[Start of section]
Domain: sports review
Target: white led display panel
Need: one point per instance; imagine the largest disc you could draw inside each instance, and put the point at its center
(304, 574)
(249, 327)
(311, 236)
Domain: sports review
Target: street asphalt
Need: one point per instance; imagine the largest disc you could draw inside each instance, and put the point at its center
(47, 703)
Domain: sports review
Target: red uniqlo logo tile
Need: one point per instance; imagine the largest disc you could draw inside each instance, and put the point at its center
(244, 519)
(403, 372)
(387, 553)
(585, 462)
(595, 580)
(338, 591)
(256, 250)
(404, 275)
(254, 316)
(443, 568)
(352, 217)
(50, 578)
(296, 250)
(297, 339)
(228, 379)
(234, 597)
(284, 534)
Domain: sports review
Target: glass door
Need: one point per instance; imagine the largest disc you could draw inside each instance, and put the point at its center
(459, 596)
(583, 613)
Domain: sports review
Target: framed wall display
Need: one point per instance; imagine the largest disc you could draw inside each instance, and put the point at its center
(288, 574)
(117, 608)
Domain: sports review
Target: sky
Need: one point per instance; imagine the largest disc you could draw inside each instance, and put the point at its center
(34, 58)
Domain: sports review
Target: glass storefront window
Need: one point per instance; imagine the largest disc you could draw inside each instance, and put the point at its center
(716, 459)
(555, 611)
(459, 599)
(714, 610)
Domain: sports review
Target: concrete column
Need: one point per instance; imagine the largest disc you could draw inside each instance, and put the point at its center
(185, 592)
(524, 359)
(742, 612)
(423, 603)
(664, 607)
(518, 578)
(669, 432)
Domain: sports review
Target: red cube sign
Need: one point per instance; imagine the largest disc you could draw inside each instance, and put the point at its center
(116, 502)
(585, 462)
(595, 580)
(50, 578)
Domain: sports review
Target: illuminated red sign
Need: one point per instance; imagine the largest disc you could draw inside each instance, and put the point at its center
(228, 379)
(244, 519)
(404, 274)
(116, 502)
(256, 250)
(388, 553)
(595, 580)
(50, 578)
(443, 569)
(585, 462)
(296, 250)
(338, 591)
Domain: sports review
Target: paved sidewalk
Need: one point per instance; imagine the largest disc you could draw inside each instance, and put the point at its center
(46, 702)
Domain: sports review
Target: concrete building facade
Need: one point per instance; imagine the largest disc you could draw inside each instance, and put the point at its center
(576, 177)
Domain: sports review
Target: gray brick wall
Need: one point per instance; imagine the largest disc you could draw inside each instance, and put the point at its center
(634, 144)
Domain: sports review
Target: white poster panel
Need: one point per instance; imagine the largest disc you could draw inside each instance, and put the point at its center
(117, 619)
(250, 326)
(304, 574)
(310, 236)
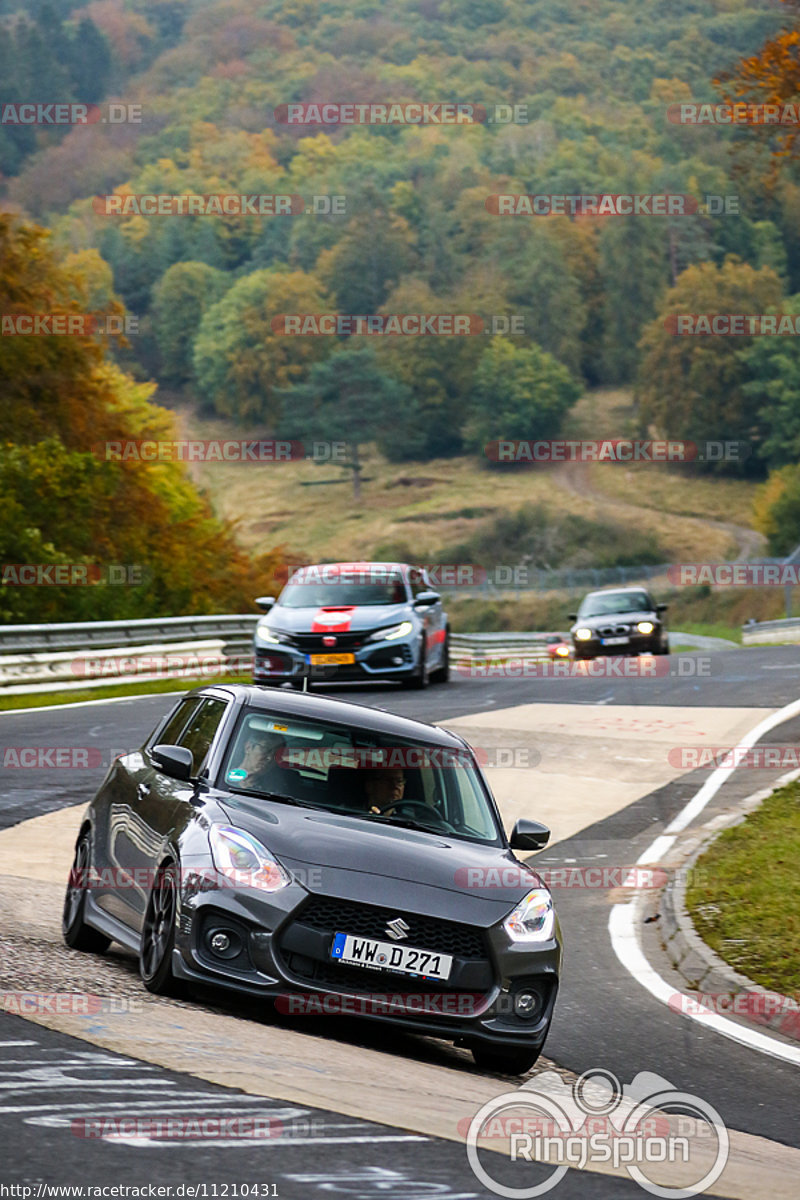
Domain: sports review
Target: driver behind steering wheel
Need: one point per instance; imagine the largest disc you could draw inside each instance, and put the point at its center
(383, 787)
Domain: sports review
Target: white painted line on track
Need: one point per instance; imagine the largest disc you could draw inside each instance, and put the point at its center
(623, 919)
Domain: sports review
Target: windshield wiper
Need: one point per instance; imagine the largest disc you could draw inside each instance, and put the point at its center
(281, 797)
(410, 823)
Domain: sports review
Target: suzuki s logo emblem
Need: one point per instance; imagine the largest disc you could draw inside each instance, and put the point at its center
(397, 929)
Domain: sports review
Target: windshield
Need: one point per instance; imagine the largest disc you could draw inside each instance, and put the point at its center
(615, 601)
(344, 594)
(361, 774)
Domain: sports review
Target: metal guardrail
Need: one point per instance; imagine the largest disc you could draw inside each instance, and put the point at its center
(59, 658)
(79, 654)
(85, 635)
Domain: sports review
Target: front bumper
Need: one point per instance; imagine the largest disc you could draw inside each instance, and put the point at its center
(280, 957)
(371, 660)
(637, 643)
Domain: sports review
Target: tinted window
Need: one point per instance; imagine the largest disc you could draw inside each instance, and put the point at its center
(359, 773)
(202, 729)
(334, 595)
(615, 601)
(175, 725)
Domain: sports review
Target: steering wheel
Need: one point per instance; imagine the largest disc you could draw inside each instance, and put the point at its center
(409, 803)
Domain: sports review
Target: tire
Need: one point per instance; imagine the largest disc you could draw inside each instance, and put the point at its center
(420, 678)
(158, 935)
(505, 1060)
(77, 934)
(443, 673)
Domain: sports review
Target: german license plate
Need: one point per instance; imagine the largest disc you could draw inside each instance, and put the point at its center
(367, 952)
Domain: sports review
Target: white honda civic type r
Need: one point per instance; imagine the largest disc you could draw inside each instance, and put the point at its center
(355, 622)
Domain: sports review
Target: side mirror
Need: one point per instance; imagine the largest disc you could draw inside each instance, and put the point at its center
(178, 762)
(529, 835)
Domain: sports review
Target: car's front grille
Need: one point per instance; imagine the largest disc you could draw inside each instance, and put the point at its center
(328, 915)
(313, 643)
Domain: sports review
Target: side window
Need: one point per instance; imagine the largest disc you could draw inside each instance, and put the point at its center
(175, 725)
(202, 729)
(417, 581)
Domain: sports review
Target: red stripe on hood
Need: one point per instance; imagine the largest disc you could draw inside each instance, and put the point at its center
(332, 619)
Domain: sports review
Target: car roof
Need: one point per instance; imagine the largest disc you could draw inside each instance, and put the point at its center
(341, 712)
(614, 592)
(352, 567)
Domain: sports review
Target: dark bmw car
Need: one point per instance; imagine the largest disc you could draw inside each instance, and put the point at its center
(353, 621)
(328, 857)
(624, 621)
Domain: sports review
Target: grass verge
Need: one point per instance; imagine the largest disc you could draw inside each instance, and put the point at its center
(745, 901)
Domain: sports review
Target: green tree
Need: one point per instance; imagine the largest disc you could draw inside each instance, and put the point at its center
(774, 367)
(347, 399)
(693, 387)
(633, 264)
(241, 355)
(180, 299)
(519, 393)
(777, 510)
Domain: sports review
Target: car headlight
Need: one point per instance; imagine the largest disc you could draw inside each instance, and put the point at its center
(244, 861)
(389, 635)
(269, 635)
(533, 919)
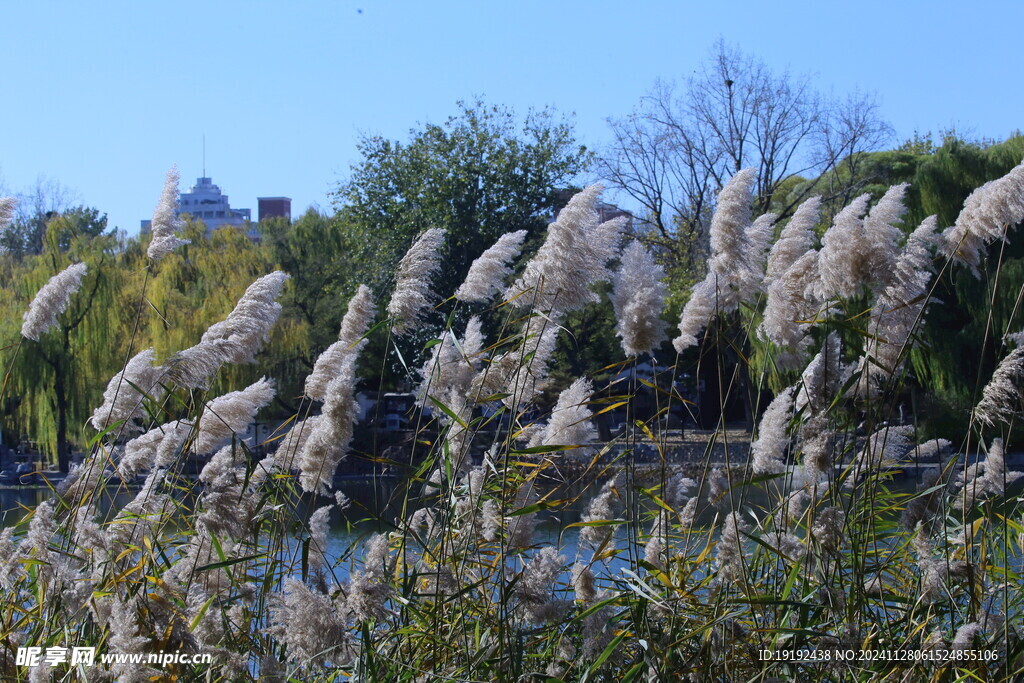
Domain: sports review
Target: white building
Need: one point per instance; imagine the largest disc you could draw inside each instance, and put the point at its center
(208, 204)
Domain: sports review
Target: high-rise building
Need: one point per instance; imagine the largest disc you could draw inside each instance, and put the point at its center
(274, 207)
(208, 204)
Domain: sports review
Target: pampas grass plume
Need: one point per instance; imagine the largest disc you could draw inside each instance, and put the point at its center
(52, 300)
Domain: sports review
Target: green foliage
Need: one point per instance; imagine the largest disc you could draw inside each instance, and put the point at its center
(478, 175)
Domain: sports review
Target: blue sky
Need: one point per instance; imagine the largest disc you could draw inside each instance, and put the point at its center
(102, 97)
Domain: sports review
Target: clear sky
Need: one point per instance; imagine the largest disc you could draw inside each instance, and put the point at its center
(103, 96)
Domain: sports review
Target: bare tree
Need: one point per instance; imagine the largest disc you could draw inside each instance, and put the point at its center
(677, 150)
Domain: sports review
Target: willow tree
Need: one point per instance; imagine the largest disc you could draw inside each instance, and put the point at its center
(198, 285)
(55, 382)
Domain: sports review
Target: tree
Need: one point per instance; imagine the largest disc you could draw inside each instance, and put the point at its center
(677, 150)
(478, 175)
(57, 379)
(37, 208)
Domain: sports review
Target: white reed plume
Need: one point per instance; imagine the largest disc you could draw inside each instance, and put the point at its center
(370, 588)
(7, 206)
(898, 308)
(329, 439)
(729, 552)
(823, 376)
(350, 340)
(758, 236)
(413, 296)
(123, 397)
(569, 423)
(165, 219)
(51, 300)
(638, 298)
(231, 414)
(816, 445)
(486, 274)
(536, 586)
(697, 311)
(309, 625)
(985, 478)
(796, 240)
(845, 260)
(987, 213)
(792, 307)
(728, 227)
(1000, 399)
(964, 638)
(883, 236)
(236, 339)
(729, 264)
(768, 452)
(572, 258)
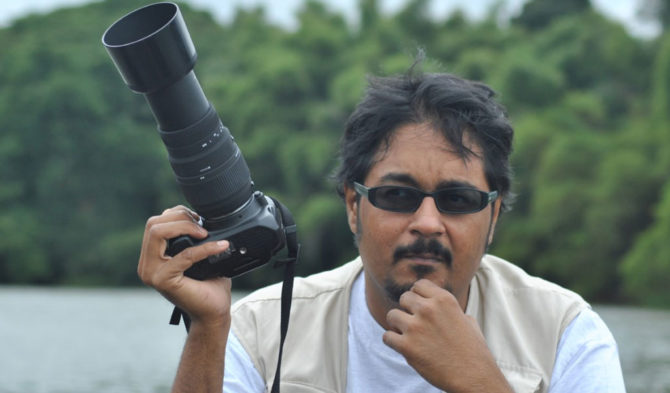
[End of section]
What you are asked to do: In the data above, which lines lie between the line with "Target: red cube sign" and the line with "Target: paved sidewalk", inclusive? Print those lines exactly and nothing else.

Exercise answer:
Target: red cube sign
Need: one point per instance; imagine the largest disc you could draw inside each instance, and put the point at its center
(116, 502)
(585, 462)
(595, 580)
(50, 578)
Domain: sports review
Target: illuminated red sign
Need: one point per instance; imagine the largest disc you could draw inside each instance, and put the point at its center
(228, 379)
(244, 519)
(404, 274)
(116, 502)
(256, 250)
(388, 553)
(595, 580)
(50, 578)
(443, 569)
(585, 462)
(296, 250)
(338, 591)
Domain: sports review
Target: paved sidewalk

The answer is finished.